Excerpted passage –
Graduate-Level Extended Requirements For This Course:
- To achieve deeper understanding of the concepts of this course, graduate students will: 1) be assigned extended or expanded activities in all of the laboratory activities, and 2) be required to answer extended or expanded questions on selected quizzes as well as the examinations
- Graduate students will be assigned research components related to, and in addition to the laboratory activities assigned to the undergraduate students; this will extend the need and support for 1) independent study, 2) synthesis, and 3) contact with the Instructor; it will also require graduate students to work at a higher academic level
- All graduate student extensions assigned or executed in this course will be evaluated with graduate-level expectations; examples of this will be graduate-level research quality expectations, extended or expanded laboratory requirement expectations, and quiz and/or examination depth of knowledge expectations
- Through the extended requirements specified here, graduate students will realize the deeper and broader experience and the standard of learning they should expect from a graduate-level course
- Data Structures (CS 302)
- Microprocessor System Design (CPE 301)
- C/C++ or Java programming experience in UNIX-like environment
- Required Textbooks
- A. Silberschatz, P. B. Galvin, G. Gagne, Operating System Concepts, 9th Edition (2012), John Wiley & Sons, Inc. companion site
- Reference Books and Other Materials
- Stallings, W. (2009) Operating Systems: Internals and Design Principles, 6th Edition. Prentice Hall (ISBN: 0136006329). Companion site
- A. S. Tanenbaum, Modern Operating Systems, 4th Edition (2015), Pearson
- Molay, B. (2002) Understanding Unix/Linux Programming: A Guide to Theory and Practice (1st Edition). Prentice Hall (ISBN: 0130083968).

Complete the following –
- 1) Retype the syllabus excerpt word for word, starting at "- Microprocessor System" and ending at "Hall (ISBN: 0130083968).".
- 2) Write what comes next in the syllabus excerpt, picking up after its final line.

Data –
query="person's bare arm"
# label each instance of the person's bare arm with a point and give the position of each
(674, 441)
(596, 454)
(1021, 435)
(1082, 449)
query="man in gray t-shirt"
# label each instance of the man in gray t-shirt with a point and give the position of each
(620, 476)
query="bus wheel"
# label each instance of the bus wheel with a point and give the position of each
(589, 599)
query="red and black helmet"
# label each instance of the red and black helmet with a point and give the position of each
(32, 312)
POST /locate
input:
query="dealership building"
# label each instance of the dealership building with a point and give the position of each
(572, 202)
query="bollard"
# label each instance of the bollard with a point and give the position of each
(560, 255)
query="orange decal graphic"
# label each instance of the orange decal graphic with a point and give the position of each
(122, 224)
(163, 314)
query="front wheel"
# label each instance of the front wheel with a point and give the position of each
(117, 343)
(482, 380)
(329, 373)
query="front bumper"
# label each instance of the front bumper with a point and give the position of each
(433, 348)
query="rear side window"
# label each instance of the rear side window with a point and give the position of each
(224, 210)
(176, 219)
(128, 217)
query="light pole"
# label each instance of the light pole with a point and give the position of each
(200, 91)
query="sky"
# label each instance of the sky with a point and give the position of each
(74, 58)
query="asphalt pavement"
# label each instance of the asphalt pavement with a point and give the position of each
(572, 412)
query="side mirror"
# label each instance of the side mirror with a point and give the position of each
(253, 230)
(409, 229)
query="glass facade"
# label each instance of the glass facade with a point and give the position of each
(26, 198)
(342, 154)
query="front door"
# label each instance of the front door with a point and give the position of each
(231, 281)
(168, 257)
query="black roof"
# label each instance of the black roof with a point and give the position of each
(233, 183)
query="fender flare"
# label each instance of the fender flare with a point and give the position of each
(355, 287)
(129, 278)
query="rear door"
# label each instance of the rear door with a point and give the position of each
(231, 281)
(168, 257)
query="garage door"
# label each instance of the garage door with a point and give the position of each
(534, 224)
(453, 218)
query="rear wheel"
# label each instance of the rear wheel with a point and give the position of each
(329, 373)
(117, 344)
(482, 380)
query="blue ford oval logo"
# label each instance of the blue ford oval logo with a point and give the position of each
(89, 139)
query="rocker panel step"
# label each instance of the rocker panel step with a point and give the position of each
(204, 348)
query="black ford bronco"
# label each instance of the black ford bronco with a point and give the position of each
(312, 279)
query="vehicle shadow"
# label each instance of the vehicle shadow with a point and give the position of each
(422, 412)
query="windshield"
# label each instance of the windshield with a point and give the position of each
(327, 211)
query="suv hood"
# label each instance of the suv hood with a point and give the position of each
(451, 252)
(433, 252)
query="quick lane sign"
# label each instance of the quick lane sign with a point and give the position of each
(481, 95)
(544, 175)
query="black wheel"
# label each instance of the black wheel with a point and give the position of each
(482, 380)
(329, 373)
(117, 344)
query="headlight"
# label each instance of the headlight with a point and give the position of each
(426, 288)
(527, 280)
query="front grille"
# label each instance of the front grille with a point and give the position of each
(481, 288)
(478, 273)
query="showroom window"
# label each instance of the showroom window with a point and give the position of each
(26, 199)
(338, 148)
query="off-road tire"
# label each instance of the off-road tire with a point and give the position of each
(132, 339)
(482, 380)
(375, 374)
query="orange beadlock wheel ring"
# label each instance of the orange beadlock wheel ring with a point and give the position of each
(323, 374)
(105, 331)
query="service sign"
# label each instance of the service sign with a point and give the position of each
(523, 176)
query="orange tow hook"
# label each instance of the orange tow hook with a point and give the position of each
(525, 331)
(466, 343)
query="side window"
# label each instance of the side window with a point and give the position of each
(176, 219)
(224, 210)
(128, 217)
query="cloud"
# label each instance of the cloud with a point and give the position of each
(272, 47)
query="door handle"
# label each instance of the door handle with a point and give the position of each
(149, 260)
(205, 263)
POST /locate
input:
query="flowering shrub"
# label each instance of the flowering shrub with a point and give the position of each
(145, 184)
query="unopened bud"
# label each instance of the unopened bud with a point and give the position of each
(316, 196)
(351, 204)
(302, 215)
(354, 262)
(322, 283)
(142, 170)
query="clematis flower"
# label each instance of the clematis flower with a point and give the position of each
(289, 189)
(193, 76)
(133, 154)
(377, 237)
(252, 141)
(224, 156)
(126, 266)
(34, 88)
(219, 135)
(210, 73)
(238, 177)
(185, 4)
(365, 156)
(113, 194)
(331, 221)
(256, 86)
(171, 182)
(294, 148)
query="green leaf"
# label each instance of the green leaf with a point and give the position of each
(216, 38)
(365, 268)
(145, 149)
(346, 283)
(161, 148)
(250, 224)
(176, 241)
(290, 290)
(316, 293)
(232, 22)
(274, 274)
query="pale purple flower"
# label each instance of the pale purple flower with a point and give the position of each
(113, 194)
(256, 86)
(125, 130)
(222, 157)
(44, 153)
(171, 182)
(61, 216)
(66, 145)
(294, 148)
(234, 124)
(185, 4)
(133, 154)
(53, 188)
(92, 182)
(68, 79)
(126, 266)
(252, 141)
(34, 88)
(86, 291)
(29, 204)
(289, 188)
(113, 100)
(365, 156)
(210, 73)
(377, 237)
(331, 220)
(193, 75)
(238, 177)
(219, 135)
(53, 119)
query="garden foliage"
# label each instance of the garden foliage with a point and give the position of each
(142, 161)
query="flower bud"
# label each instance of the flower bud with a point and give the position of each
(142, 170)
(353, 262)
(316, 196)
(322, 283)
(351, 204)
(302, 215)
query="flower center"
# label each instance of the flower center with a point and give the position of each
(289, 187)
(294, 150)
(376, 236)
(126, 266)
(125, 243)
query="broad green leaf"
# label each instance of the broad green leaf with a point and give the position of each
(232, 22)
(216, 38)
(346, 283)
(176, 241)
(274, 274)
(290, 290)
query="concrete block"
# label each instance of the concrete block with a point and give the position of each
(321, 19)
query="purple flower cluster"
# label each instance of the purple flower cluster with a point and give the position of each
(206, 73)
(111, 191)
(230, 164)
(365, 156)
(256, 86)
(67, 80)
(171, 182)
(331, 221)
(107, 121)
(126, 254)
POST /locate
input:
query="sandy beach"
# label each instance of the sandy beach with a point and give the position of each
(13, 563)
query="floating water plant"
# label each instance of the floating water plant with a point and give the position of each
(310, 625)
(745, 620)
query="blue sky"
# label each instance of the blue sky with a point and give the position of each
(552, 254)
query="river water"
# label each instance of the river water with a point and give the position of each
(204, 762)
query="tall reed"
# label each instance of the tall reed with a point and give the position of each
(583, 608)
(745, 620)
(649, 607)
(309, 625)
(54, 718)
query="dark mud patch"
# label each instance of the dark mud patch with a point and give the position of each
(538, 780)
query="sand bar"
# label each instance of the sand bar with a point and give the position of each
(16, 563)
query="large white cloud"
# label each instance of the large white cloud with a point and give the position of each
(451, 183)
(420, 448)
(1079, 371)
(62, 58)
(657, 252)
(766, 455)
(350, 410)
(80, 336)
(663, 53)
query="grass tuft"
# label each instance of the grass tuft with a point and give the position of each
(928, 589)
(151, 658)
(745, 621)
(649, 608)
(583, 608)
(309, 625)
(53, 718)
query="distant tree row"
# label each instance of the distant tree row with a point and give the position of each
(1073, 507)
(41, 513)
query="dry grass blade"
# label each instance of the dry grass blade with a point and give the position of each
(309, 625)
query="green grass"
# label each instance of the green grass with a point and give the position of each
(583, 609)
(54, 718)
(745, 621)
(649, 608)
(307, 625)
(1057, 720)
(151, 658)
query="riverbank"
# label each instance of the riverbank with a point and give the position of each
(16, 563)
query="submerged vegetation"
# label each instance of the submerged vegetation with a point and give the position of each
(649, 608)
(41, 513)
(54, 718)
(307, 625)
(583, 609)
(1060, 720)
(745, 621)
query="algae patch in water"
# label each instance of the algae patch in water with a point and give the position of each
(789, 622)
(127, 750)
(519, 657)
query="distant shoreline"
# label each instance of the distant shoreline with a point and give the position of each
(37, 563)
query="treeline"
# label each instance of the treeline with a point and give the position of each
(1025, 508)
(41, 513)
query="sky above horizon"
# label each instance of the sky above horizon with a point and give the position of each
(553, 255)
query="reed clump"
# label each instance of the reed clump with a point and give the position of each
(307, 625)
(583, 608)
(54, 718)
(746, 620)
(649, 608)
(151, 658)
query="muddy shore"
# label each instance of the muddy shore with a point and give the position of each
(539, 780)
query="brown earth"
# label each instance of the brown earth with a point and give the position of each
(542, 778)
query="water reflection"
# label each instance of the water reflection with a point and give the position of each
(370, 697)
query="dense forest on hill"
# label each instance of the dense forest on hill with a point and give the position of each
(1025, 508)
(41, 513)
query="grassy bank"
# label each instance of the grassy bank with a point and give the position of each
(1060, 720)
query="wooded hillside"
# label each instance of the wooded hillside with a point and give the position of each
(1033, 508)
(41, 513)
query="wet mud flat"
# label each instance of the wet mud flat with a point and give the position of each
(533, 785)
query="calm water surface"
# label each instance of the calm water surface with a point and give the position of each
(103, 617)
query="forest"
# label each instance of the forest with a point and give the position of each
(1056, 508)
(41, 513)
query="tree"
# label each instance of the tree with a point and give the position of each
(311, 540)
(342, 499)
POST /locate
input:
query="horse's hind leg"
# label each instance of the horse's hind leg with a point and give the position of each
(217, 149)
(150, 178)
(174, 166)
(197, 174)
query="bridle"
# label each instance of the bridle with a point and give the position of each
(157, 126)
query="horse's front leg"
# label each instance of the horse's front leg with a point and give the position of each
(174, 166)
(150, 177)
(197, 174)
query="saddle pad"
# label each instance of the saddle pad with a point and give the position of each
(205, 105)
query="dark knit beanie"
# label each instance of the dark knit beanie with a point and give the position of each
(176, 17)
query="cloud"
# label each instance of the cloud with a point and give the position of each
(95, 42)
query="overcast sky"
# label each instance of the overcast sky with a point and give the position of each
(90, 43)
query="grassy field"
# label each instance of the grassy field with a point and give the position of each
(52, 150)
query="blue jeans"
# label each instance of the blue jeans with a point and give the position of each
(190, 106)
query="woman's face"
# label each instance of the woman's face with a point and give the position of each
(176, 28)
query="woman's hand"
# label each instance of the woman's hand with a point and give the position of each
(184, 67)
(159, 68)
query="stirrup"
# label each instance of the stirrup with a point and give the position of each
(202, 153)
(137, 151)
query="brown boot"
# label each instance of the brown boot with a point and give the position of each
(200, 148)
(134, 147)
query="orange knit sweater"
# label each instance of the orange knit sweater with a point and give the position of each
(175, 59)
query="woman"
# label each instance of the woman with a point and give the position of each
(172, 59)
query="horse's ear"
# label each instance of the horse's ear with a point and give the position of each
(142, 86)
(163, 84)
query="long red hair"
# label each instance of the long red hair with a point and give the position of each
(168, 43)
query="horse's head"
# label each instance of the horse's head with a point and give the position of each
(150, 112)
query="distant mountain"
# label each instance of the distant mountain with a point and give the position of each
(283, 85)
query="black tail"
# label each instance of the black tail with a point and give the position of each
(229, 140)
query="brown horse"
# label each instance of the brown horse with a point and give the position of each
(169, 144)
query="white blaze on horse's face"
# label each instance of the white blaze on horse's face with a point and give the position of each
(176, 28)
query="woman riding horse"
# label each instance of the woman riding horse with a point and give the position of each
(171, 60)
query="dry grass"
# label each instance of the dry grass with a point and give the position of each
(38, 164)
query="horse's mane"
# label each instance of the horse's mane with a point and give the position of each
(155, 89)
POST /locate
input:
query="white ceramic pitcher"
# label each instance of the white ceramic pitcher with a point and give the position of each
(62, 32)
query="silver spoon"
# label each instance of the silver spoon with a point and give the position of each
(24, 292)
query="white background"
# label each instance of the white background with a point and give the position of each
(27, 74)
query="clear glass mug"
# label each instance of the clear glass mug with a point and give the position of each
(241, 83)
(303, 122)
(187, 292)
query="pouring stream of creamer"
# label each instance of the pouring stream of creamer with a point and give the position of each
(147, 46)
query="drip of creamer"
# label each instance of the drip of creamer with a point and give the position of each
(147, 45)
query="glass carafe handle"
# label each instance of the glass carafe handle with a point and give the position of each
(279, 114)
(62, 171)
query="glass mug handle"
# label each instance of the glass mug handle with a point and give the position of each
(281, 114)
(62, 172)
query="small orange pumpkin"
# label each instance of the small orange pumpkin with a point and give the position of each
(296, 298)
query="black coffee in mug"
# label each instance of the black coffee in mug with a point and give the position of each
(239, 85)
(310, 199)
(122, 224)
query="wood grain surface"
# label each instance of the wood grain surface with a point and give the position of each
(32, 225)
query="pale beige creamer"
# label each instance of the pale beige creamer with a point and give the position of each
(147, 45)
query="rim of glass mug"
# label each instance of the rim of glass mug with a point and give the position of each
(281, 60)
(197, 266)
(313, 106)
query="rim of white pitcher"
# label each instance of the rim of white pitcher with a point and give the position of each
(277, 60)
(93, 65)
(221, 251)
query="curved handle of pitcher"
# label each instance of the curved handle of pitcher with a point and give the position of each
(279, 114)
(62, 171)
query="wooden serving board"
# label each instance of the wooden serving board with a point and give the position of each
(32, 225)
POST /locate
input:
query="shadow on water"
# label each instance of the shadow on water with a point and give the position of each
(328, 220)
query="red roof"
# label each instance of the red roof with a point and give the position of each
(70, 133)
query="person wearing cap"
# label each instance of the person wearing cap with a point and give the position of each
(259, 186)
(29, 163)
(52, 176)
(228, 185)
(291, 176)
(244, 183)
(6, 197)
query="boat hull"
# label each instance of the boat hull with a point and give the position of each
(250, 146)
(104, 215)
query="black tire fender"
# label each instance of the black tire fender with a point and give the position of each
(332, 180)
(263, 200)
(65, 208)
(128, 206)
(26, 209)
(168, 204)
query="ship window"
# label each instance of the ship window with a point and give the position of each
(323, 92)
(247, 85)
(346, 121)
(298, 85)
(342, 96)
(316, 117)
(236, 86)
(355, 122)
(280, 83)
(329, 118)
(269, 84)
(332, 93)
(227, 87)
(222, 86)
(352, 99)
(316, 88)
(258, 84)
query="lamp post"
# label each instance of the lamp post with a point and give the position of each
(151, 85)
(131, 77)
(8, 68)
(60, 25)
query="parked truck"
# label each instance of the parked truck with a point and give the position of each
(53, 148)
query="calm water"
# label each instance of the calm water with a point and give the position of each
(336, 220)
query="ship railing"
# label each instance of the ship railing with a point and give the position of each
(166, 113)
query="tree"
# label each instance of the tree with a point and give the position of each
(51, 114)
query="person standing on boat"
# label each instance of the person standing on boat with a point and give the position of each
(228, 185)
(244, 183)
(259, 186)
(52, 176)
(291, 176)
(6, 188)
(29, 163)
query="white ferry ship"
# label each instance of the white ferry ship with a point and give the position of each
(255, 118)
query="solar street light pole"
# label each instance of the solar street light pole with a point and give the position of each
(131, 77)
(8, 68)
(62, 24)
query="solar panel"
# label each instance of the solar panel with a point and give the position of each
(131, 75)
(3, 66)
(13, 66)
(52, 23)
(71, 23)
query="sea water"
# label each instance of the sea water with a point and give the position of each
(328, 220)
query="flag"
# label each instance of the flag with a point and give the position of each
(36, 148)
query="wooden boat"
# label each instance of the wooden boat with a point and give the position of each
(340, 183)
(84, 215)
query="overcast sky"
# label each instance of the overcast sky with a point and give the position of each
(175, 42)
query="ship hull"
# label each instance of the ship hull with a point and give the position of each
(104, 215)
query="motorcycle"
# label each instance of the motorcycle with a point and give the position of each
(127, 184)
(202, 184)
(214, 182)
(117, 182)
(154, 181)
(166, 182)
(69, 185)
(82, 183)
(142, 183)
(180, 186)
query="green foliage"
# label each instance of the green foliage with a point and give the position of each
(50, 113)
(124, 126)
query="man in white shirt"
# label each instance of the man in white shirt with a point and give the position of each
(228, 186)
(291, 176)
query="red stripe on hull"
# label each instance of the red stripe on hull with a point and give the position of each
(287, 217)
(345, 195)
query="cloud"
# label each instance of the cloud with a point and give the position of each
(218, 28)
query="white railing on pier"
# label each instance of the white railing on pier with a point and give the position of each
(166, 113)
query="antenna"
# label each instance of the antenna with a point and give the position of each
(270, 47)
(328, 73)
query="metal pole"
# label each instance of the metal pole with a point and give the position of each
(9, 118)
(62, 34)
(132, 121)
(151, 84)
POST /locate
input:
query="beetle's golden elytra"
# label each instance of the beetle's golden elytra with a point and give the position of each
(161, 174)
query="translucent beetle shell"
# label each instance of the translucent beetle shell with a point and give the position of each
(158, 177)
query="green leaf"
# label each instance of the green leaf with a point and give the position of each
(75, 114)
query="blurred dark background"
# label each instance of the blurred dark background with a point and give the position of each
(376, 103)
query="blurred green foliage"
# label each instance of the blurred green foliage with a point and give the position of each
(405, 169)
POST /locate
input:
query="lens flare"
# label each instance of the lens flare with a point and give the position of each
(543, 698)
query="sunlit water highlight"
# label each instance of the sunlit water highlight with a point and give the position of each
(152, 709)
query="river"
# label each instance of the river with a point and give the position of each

Results –
- 1)
- Microprocessor System Design (CPE 301)
- C/C++ or Java programming experience in UNIX-like environment
- Required Textbooks
- A. Silberschatz, P. B. Galvin, G. Gagne, Operating System Concepts, 9th Edition (2012), John Wiley & Sons, Inc. companion site
- Reference Books and Other Materials
- Stallings, W. (2009) Operating Systems: Internals and Design Principles, 6th Edition. Prentice Hall (ISBN: 0136006329). Companion site
- A. S. Tanenbaum, Modern Operating Systems, 4th Edition (2015), Pearson
- Molay, B. (2002) Understanding Unix/Linux Programming: A Guide to Theory and Practice (1st Edition). Prentice Hall (ISBN: 0130083968).

- 2)
Outcomes and Objectives:
CSE Student Learning Outcomes (SLOs). The CSE student learning outcomes are skills, and abilities students should have acquired by the end of the course. These outcomes are defined in terms of the ABET Accreditation Criterion 3 Program Outcomes which are relevant to this course. The outcomes specifically satisfied by this course are:
- 2)an ability to design and conduct experiments, as well as to analyze and interpret data.
- 5)an ability to analyze a problem, and identify, formulate and use the appropriate computing and engineering requirements for obtaining its solution.
- 6)an understanding of professional, ethical, legal, security and social issues and responsibilities.
- 10)a knowledge of contemporary issues.
- 11)an ability to use current techniques, skills, and tools necessary for computing and engineering practice.
- 12)an ability to apply mathematical foundations, algorithmic principles, and computer science and engineering theory in the modeling and design of computer-based systems in a way that demonstrates comprehension of the tradeoffs involved in design choices.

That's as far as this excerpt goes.